| EXERCISE BRIEF |
Go through the entries below and write each one out exactly.

═════ SUPPLIED DATA

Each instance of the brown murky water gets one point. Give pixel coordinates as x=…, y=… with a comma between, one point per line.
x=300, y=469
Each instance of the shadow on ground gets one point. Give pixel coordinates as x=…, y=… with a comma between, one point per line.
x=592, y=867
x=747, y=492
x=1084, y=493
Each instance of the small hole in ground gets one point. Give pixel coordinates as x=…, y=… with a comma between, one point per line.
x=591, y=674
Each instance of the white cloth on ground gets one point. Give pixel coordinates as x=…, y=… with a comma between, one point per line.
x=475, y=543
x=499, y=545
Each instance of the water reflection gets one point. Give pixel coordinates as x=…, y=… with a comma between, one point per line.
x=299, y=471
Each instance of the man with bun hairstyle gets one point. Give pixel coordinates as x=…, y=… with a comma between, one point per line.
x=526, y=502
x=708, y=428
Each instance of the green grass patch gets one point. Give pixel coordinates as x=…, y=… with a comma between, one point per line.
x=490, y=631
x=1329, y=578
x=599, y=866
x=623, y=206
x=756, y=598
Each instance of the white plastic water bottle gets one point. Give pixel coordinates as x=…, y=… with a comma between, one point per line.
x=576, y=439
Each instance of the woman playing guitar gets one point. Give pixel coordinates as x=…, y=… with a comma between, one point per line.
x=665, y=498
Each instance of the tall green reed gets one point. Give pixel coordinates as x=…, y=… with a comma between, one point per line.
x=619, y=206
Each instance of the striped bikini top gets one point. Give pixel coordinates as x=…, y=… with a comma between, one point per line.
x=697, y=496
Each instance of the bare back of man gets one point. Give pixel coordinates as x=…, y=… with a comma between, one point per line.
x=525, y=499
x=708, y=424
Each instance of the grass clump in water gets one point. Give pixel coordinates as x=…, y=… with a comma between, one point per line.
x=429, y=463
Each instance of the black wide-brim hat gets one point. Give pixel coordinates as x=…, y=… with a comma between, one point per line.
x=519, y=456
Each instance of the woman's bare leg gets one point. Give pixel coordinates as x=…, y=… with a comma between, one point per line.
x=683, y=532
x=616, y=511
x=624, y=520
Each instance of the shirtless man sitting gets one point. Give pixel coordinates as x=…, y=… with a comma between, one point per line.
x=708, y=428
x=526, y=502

══════════

| FINISHED EXERCISE |
Each instance of the brown murky water gets one point. Give pixel coordinates as x=…, y=… with a comma between, one point per line.
x=300, y=469
Each instance of the shadow on ground gets one point. Give pixel coordinates as x=…, y=… with a comma between, one point per line.
x=592, y=867
x=747, y=492
x=1084, y=493
Each instance of the small hole in ground gets one point. Give pixel coordinates as x=…, y=… with a comma between, one point per line.
x=591, y=674
Each instance of the white cloth on ground gets one point. Give pixel coordinates as x=…, y=… with a comma between, one point per line.
x=475, y=543
x=499, y=545
Each instance of the water reflection gets one point. Give pixel coordinates as x=…, y=… with a comma between, one point per line.
x=299, y=471
Each instance of the man with bun hairstyle gets one point. Give pixel coordinates as x=…, y=… with a comma between, one point per line.
x=526, y=502
x=708, y=428
Each instance of the green grass patch gets one point. Give pixel coordinates as x=…, y=… with a comma between, one point per line.
x=490, y=631
x=1329, y=578
x=599, y=866
x=623, y=206
x=756, y=598
Each instance of the white plastic water bottle gets one point. Give pixel coordinates as x=…, y=… with a comma between, one point per line.
x=576, y=439
Each instance of the woman playing guitar gets one point. Give pixel coordinates as x=…, y=… with a comma between, one point per line.
x=665, y=498
Each instance of the tall green reed gets one point. Give pixel coordinates as x=…, y=… with a comma between, one point per line.
x=619, y=206
Each instance of the striped bikini top gets one point. Give pixel coordinates as x=…, y=… with a comma between, one point per line.
x=697, y=496
Each instance of the bare back of man gets one point. Give pixel coordinates as x=…, y=… with a comma between, one point per line.
x=525, y=499
x=708, y=424
Each instance of the grass clump in water gets one point. Give pixel coordinates as x=…, y=… with a comma between, one point per line.
x=429, y=463
Each instance of the black wide-brim hat gets one point. Give pixel coordinates as x=…, y=… with a comma between, one point per line.
x=519, y=456
Each instance of the woman's bare leg gets one point. Give pixel coordinates as x=…, y=… with a comma between, one point per line.
x=683, y=532
x=616, y=511
x=624, y=520
Each instance of the shirtless man sitting gets one point. Give pixel coordinates as x=…, y=… with a comma between, one point per line.
x=708, y=428
x=526, y=502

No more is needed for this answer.